### What you are asked to do
Type out the records that follow, exactly as given.

Named-object pointing records:

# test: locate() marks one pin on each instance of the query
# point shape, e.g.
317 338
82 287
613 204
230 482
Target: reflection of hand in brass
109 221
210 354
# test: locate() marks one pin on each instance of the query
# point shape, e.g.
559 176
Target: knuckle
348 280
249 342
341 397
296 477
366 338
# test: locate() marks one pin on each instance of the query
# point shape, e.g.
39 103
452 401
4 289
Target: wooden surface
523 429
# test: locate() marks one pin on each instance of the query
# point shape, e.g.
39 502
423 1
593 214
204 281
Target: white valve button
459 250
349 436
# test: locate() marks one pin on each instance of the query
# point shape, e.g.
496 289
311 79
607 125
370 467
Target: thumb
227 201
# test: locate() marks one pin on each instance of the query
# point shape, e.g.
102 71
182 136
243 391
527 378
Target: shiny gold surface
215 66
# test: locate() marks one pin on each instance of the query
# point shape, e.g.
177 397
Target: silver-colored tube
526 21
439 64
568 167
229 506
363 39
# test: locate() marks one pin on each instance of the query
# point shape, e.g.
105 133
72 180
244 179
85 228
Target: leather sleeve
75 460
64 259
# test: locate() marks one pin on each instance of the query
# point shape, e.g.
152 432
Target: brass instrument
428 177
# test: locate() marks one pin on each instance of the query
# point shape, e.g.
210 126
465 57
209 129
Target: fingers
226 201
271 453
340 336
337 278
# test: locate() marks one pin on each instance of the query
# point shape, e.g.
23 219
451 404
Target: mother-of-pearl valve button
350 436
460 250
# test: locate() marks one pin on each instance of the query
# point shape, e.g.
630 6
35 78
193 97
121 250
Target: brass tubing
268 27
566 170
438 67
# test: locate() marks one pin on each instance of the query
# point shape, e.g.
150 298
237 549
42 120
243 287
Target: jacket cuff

### Output for this task
# test: locate() marks one pin on each instance of the query
# point shape, e.g.
317 338
82 287
613 204
230 482
Target: reflection of hand in brass
109 221
210 354
# test: locate() marks one pin on each instance of the query
# point shape, e.g.
559 176
Target: knuckle
348 280
249 342
341 397
296 477
366 338
# test: locate() marks one pin on each instance of the query
# point shape, e.g.
39 103
452 401
4 289
Target: wooden surface
523 429
# test: locate() marks one pin on each instance of the query
# point shape, e.g.
39 502
423 1
593 214
204 281
Target: white valve button
459 250
349 436
# test: locate() marks one pin on each instance of the query
# point shape, e.g.
496 289
311 79
607 125
370 467
Target: thumb
227 201
# test: locate() marks one pin on each instance of the query
# point shape, e.g.
102 71
182 136
243 391
527 378
Target: shiny gold surface
215 66
# test: locate() marks one pin on each instance of the query
# point shape, e.g.
177 397
Target: silver-colored tube
526 21
439 64
568 167
229 506
363 39
# test: locate() marks one pin on each instance of the query
# point shape, e.g.
105 133
72 180
244 179
85 228
Target: leather sleeve
75 460
64 259
# test: locate() marks one pin on each instance of the query
# point shape, e.g.
152 432
Target: brass instrument
428 177
# test: locate() marks one pin on each instance of the query
# point shape, e.g.
210 126
465 57
209 129
Target: fingers
226 201
271 453
340 336
337 278
# test: locate() marks one pin on each instance of the query
# point shape, e.g.
23 219
451 404
Target: mother-of-pearl valve button
350 436
460 250
# test: locate() marks one pin on each instance of the query
# point shape, e.g.
630 6
35 78
193 97
121 250
Target: brass tubing
268 27
566 170
438 67
# test: locate() marks one pin on each instance of the query
# point shape, e.g.
150 298
237 549
42 120
243 287
Target: jacket cuff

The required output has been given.